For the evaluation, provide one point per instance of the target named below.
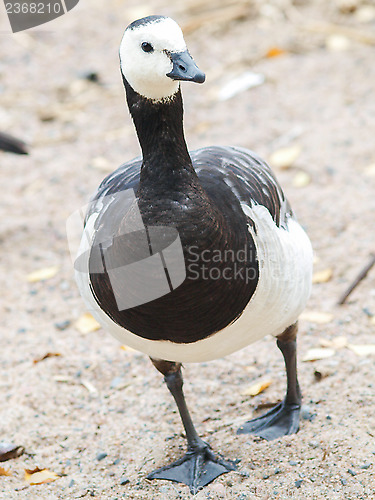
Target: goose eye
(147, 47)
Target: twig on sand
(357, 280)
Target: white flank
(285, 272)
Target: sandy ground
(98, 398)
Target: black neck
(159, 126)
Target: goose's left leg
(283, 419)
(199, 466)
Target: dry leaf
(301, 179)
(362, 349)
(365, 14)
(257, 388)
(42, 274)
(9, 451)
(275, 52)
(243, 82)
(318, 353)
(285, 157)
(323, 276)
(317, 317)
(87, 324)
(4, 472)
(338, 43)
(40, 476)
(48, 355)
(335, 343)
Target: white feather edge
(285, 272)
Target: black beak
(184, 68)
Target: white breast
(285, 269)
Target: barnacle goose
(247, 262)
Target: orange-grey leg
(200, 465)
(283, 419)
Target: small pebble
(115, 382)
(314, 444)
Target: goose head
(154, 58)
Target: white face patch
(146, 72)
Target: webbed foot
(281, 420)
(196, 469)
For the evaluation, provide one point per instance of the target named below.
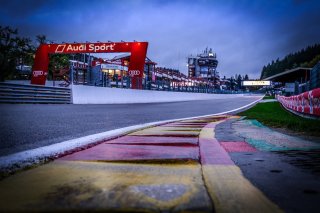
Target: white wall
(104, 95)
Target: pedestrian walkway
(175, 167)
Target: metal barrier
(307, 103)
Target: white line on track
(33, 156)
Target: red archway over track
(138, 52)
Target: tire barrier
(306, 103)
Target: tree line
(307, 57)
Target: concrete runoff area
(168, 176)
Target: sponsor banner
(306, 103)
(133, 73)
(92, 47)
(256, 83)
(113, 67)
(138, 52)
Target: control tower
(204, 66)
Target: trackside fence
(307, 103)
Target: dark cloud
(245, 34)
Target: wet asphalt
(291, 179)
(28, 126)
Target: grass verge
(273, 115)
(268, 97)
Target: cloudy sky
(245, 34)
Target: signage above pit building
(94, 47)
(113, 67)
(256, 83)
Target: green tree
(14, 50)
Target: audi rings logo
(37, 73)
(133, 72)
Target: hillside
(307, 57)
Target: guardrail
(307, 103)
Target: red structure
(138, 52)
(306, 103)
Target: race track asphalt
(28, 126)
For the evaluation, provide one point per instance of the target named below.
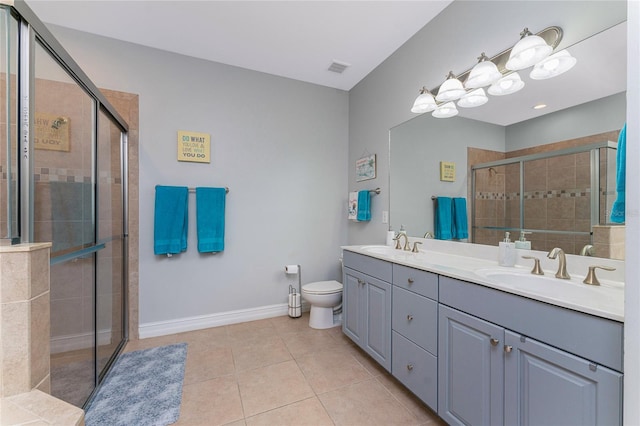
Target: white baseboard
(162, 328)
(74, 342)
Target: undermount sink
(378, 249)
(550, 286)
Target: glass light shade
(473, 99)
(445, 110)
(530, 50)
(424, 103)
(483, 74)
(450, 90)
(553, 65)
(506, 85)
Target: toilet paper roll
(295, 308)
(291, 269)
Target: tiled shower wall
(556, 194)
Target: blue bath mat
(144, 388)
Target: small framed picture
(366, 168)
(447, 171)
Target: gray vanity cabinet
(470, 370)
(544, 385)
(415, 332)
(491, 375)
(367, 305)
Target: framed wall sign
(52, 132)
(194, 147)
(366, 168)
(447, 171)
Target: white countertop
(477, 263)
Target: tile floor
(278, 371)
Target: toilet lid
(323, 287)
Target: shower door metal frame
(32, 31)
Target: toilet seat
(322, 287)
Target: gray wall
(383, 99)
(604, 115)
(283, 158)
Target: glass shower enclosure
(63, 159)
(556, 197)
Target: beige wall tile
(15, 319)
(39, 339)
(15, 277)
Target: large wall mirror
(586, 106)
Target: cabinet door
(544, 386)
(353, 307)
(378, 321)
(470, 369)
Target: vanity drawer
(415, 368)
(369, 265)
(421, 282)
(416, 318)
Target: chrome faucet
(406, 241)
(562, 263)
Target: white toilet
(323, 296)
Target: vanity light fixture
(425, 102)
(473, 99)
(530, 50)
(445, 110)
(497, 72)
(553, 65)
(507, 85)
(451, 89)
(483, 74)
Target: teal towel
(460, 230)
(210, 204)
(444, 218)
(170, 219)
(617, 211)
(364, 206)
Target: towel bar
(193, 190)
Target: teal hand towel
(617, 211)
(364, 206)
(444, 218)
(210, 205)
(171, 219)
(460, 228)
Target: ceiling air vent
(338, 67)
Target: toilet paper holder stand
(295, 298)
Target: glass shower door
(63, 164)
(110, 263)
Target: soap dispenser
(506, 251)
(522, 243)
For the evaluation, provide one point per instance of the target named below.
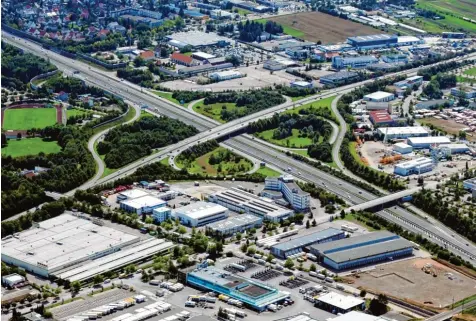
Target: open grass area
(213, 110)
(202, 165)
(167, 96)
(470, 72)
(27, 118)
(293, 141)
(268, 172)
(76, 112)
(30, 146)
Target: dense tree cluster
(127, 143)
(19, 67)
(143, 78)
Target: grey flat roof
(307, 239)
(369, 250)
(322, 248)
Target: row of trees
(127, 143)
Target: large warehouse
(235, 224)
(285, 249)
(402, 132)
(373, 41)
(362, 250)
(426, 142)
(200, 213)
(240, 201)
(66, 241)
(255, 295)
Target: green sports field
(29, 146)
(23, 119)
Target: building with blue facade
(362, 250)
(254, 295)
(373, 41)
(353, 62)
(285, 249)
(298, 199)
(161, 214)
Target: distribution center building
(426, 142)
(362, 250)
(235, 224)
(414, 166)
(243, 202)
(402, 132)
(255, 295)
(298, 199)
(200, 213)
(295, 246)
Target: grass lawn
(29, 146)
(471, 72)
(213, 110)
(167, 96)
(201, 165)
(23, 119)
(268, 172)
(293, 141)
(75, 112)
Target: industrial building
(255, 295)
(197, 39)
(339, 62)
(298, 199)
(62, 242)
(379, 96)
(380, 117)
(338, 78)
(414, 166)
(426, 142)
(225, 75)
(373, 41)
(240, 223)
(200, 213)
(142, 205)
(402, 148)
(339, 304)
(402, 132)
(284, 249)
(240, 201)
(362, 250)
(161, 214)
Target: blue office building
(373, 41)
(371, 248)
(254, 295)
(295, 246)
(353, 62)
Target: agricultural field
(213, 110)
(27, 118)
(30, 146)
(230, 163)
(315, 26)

AIM OF THE EXERCISE: Reproduce all of the data above line for line, omitting the pictures.

ANSWER TO THIS EXERCISE:
For the evaluation, provide one point per instance of the target named below.
Target: goose eye
(147, 47)
Target: twig on sand
(357, 280)
Target: white flank
(285, 272)
Target: sandy ground
(98, 398)
Target: black neck
(159, 126)
Target: goose's left leg
(283, 419)
(199, 466)
Target: dry leaf
(301, 179)
(362, 349)
(365, 14)
(257, 388)
(42, 274)
(9, 451)
(275, 52)
(243, 82)
(318, 353)
(285, 157)
(323, 276)
(317, 317)
(87, 324)
(4, 472)
(338, 43)
(40, 476)
(48, 355)
(335, 343)
Target: white feather edge
(285, 272)
Target: black beak
(184, 68)
Target: white breast
(285, 269)
Target: barnacle goose
(247, 262)
Target: orange-grey leg
(200, 465)
(283, 419)
Target: small pebble
(115, 382)
(314, 444)
Target: goose head
(154, 58)
Target: white face patch
(146, 72)
Target: webbed foot
(281, 420)
(196, 469)
For the evaluation, provide one point per instance of the target named below.
Target: white wall
(104, 95)
Target: pedestrian walkway
(175, 167)
Target: metal barrier
(307, 103)
Target: white line on track
(33, 156)
Target: red archway over track
(138, 52)
Target: tire barrier
(306, 103)
Target: tree line
(307, 57)
Target: concrete runoff area
(168, 176)
Target: sponsor banner
(306, 103)
(133, 73)
(92, 47)
(256, 83)
(113, 67)
(138, 52)
Target: control tower
(204, 66)
Target: trackside fence
(307, 103)
Target: dark cloud
(245, 34)
Target: wet asphalt
(291, 179)
(28, 126)
Target: grass verge
(273, 115)
(268, 97)
Target: cloudy sky
(245, 34)
Target: signage above pit building
(94, 47)
(113, 67)
(256, 83)
Target: green tree
(14, 50)
Target: audi rings logo
(37, 73)
(133, 72)
Target: hillside
(307, 57)
Target: guardrail
(307, 103)
Target: red structure
(138, 52)
(306, 103)
Target: race track asphalt
(28, 126)
For the evaluation, provide one point per instance of the target named below.
Target: white baseboard
(162, 328)
(74, 342)
Target: undermount sink
(378, 249)
(550, 286)
Target: glass light shade
(473, 99)
(445, 110)
(530, 50)
(424, 103)
(483, 74)
(450, 90)
(553, 65)
(506, 85)
Target: toilet paper roll
(295, 308)
(291, 269)
Target: tiled shower wall
(556, 194)
Target: blue bath mat
(144, 388)
Target: small framed picture
(366, 168)
(447, 171)
Target: gray vanity cabinet
(470, 370)
(544, 385)
(415, 332)
(491, 375)
(367, 305)
Target: framed wall sign
(52, 132)
(194, 147)
(366, 168)
(447, 171)
Target: white countertop
(477, 263)
Target: tile floor
(278, 371)
Target: toilet lid
(323, 287)
Target: shower door metal frame
(32, 31)
Target: toilet seat
(322, 287)
Target: gray wall
(383, 99)
(604, 115)
(283, 158)
Target: glass shower enclosure
(63, 159)
(556, 197)
Target: beige wall tile
(15, 319)
(39, 339)
(15, 277)
Target: large wall mirror
(586, 106)
Target: cabinet door
(544, 386)
(353, 307)
(378, 321)
(470, 369)
Target: vanity drawer
(415, 368)
(369, 265)
(421, 282)
(416, 318)
Target: chrome faucet
(406, 241)
(562, 263)
Target: white toilet
(323, 296)
Target: vanity light fixture
(425, 102)
(473, 99)
(530, 50)
(445, 110)
(497, 72)
(553, 65)
(507, 85)
(451, 89)
(483, 74)
Target: teal towel
(460, 230)
(210, 204)
(444, 218)
(170, 219)
(617, 211)
(364, 206)
Target: towel bar
(193, 190)
Target: teal hand towel
(617, 211)
(364, 206)
(444, 218)
(210, 205)
(171, 219)
(460, 228)
Target: ceiling air vent
(338, 67)
Target: toilet paper holder stand
(295, 298)
Target: glass shower door
(63, 164)
(110, 263)
Target: soap dispenser
(506, 251)
(522, 243)
For the evaluation, provide one point per instance of the target named below.
Target: open grass area
(213, 110)
(202, 165)
(167, 96)
(470, 72)
(27, 118)
(293, 141)
(268, 172)
(76, 112)
(30, 146)
Target: dense tree cluster
(127, 143)
(19, 67)
(143, 78)
Target: grey flat roof
(307, 239)
(369, 250)
(322, 248)
Target: row of trees
(127, 143)
Target: large warehouse
(235, 224)
(285, 249)
(402, 132)
(373, 41)
(362, 250)
(426, 142)
(200, 213)
(240, 201)
(66, 241)
(255, 295)
Target: green sports field
(29, 146)
(23, 119)
Target: building with blue facade
(362, 250)
(254, 295)
(373, 41)
(353, 62)
(285, 249)
(298, 199)
(161, 214)
Target: distribution center building
(426, 142)
(362, 250)
(235, 224)
(414, 166)
(243, 202)
(402, 132)
(255, 295)
(298, 199)
(200, 213)
(295, 246)
Target: grass lawn
(29, 146)
(471, 72)
(213, 110)
(167, 96)
(201, 165)
(23, 119)
(268, 172)
(293, 141)
(75, 112)
Target: industrial building
(255, 295)
(197, 39)
(339, 62)
(298, 199)
(62, 242)
(379, 96)
(380, 117)
(338, 78)
(414, 166)
(426, 142)
(225, 75)
(373, 41)
(240, 223)
(200, 213)
(142, 205)
(402, 148)
(339, 304)
(402, 132)
(284, 249)
(240, 201)
(362, 250)
(161, 214)
Target: blue office building
(373, 41)
(371, 248)
(254, 295)
(295, 246)
(353, 62)
Target: agricultural field
(213, 110)
(27, 118)
(30, 146)
(230, 163)
(315, 26)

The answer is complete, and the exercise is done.